§ **MATERIAL PROVIDED**:
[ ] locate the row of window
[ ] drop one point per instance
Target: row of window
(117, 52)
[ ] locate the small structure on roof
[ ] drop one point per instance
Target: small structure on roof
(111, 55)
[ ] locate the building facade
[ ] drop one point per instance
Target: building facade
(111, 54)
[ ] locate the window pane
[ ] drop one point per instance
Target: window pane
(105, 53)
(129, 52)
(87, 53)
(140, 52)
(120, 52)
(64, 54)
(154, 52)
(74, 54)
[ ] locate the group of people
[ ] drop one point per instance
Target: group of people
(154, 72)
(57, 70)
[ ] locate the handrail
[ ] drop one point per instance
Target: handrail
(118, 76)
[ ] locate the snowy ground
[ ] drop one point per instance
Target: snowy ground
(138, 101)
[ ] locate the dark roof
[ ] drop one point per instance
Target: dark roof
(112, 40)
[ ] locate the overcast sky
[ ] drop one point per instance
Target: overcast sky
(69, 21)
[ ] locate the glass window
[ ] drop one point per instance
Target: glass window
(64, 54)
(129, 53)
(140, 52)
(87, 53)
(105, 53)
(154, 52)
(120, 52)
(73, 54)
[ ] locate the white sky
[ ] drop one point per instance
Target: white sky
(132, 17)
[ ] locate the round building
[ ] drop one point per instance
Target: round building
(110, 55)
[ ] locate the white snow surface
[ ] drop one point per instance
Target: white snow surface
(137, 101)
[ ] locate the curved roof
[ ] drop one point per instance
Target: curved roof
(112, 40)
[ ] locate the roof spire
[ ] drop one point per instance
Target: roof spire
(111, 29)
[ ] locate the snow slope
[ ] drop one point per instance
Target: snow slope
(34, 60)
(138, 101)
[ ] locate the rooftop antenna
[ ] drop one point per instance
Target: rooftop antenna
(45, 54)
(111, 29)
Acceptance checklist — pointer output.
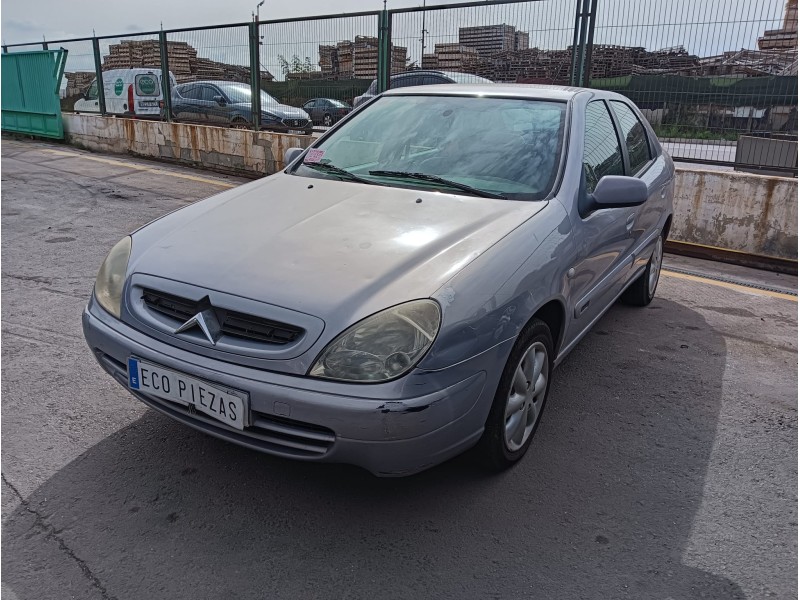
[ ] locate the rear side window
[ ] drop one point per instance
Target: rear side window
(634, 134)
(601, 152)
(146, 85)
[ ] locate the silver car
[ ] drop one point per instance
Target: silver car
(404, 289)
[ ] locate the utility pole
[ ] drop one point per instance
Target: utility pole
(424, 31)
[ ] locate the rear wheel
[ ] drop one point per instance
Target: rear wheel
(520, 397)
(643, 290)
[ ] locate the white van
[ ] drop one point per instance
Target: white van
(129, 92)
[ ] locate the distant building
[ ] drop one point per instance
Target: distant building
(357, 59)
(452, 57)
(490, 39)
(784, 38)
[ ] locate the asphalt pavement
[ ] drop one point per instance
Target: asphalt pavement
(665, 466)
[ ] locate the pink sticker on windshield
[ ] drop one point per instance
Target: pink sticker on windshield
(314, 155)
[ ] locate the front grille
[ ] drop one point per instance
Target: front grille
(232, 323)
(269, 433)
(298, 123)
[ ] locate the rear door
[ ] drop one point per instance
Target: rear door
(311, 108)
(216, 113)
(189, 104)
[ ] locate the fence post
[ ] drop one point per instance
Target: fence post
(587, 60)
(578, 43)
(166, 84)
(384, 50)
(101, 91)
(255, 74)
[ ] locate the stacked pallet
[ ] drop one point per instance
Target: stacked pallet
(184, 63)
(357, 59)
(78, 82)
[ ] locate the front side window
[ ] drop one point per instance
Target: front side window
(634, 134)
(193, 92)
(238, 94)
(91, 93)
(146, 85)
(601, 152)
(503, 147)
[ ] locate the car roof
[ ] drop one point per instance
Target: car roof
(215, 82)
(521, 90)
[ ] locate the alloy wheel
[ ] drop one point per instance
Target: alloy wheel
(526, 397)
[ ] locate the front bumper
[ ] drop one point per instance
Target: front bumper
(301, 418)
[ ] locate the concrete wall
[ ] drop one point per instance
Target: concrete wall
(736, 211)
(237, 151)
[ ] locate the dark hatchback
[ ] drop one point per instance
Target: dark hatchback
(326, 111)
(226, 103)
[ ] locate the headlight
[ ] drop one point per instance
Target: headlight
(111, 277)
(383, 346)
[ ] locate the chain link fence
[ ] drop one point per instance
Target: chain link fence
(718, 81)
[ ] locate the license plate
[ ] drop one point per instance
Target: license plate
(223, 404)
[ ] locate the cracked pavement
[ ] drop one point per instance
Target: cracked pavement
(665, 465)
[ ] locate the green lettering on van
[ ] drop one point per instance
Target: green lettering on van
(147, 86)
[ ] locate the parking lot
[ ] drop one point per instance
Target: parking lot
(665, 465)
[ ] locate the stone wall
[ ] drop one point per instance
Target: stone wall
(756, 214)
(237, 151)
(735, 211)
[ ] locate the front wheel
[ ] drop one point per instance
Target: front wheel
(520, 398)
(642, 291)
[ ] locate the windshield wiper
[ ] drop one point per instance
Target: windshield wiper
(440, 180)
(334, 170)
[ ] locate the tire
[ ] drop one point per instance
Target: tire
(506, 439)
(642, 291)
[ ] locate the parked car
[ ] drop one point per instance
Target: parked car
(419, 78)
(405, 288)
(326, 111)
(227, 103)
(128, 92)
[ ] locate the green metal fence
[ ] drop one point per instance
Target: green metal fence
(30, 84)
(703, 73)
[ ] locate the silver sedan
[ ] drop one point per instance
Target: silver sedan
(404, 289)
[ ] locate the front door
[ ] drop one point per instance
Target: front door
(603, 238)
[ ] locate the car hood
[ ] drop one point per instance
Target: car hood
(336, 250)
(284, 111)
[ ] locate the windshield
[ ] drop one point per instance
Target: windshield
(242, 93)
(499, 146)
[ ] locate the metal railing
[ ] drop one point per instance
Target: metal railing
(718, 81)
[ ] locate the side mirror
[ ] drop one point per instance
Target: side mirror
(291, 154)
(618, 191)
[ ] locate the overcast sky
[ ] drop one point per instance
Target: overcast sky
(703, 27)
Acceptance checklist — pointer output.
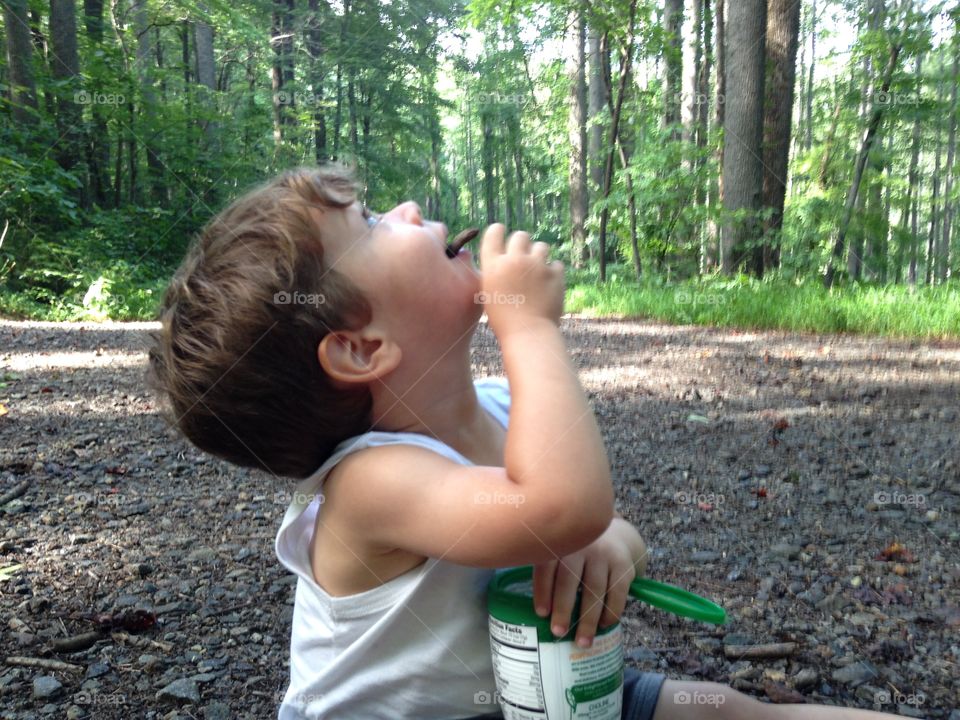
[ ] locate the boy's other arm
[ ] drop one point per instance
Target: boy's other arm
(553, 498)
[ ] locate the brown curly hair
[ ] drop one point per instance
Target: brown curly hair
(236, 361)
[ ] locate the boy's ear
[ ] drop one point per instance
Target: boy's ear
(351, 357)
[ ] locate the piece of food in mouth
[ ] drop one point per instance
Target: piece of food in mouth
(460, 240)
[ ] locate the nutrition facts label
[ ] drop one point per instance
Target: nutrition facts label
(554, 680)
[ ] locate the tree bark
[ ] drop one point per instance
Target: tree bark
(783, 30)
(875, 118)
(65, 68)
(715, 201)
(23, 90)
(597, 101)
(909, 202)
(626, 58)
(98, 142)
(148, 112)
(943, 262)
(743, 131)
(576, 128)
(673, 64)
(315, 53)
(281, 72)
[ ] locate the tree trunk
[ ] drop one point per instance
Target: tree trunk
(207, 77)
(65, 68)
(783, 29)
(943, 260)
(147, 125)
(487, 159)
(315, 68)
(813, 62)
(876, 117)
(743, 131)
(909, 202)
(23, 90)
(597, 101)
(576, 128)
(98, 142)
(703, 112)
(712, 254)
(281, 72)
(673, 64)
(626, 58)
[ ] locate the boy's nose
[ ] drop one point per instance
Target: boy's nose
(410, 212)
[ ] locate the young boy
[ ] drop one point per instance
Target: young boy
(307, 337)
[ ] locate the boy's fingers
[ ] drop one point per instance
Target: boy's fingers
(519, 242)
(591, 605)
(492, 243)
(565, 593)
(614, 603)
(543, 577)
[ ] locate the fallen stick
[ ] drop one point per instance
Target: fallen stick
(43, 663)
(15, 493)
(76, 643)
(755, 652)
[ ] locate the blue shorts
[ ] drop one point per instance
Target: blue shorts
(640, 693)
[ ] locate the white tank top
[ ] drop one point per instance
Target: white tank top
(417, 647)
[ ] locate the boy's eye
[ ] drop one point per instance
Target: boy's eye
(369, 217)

...

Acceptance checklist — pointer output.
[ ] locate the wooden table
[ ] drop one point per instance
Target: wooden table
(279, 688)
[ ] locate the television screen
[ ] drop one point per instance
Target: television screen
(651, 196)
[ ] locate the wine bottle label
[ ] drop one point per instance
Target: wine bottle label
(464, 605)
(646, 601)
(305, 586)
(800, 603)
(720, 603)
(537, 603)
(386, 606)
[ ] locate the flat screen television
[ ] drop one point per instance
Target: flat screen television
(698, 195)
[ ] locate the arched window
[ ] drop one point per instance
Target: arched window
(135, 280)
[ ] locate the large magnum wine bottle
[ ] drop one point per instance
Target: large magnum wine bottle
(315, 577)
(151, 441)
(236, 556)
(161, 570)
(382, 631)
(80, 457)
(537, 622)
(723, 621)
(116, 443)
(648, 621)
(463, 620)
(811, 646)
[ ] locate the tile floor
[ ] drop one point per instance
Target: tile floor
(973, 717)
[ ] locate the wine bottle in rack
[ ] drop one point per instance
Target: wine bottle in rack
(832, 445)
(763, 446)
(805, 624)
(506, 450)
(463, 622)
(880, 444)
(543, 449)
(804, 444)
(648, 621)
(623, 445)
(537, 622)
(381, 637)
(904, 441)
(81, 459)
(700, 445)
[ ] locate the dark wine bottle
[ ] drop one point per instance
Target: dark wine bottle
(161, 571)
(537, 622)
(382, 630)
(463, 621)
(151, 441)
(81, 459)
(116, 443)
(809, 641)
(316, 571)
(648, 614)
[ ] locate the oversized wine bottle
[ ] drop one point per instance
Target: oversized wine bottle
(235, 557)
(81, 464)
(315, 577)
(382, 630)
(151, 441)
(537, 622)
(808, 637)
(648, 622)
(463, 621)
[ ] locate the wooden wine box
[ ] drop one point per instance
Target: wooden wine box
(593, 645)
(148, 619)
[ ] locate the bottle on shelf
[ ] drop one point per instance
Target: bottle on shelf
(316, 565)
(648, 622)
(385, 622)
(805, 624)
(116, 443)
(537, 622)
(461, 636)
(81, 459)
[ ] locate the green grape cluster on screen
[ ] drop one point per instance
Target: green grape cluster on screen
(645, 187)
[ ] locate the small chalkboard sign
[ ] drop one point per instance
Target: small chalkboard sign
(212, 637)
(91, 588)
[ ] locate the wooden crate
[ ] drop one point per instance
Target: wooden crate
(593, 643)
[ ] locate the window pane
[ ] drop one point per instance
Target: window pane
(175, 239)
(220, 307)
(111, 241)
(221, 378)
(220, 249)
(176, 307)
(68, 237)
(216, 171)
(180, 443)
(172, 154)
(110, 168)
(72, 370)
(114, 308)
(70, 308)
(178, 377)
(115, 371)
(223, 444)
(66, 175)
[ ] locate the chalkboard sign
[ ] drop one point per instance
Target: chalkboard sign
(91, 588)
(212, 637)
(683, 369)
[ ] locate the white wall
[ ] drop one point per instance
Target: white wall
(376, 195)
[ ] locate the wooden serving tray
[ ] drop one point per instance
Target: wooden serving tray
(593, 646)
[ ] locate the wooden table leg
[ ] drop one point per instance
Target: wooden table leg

§ **ASSIGNED TASK**:
Only the lines above from the one with "Target: wine bottle in rack" up to and including the one with "Target: wooden table leg" should be repeated, exactly as written.

§ **RESULT OF THIS TASK**:
Target: wine bottle in rack
(832, 445)
(763, 446)
(805, 624)
(506, 450)
(463, 622)
(880, 444)
(543, 449)
(804, 444)
(648, 621)
(623, 445)
(537, 622)
(381, 637)
(904, 441)
(81, 459)
(700, 445)
[ ] locate the dark wine bottle
[ ] drop one point per instance
Target: dark wine bottle
(161, 571)
(537, 622)
(382, 630)
(463, 621)
(151, 441)
(81, 459)
(116, 443)
(809, 641)
(316, 571)
(648, 614)
[ ] locate the oversized wine bottle
[ ] drop one point per instance
Target: oversized wine bottle
(235, 557)
(81, 464)
(315, 577)
(382, 630)
(151, 441)
(537, 622)
(808, 637)
(648, 622)
(463, 621)
[ ] locate the wooden wine box
[ ] drop one point per instance
Target: wooden wine box
(593, 645)
(148, 619)
[ ] locate the bottle on shelf
[ ] drop one point per instance
Target: bottle on shelf
(316, 565)
(648, 622)
(385, 622)
(805, 624)
(116, 443)
(537, 622)
(461, 636)
(81, 459)
[ ] locate the green grape cluster on screen
[ ] drop one point per instance
Target: green grape cluster on screen
(645, 187)
[ ] locate the small chalkboard sign
[ ] drop one point per instance
Target: small chalkboard sign
(212, 637)
(91, 588)
[ ] locate the wooden crate
[ ] drop one point per instance
Target: wooden crate
(593, 643)
[ ] locate the window pane
[ ] drop one point per instance
Target: window pane
(175, 239)
(220, 307)
(111, 241)
(221, 378)
(220, 249)
(176, 307)
(68, 237)
(216, 171)
(180, 443)
(172, 154)
(110, 168)
(72, 370)
(114, 308)
(70, 308)
(178, 377)
(115, 371)
(223, 444)
(66, 175)
[ ] locate the chalkboard sign
[ ] drop one point per instance
Target: chalkboard sign
(91, 588)
(212, 637)
(683, 369)
[ ] locate the white wall
[ ] drop one point per instance
Target: white wall
(376, 195)
[ ] locate the wooden serving tray
[ ] drop one point per instance
Target: wooden serving tray
(593, 646)
[ ] locate the wooden table leg
[ ] drop one point per instance
Target: wooden table leg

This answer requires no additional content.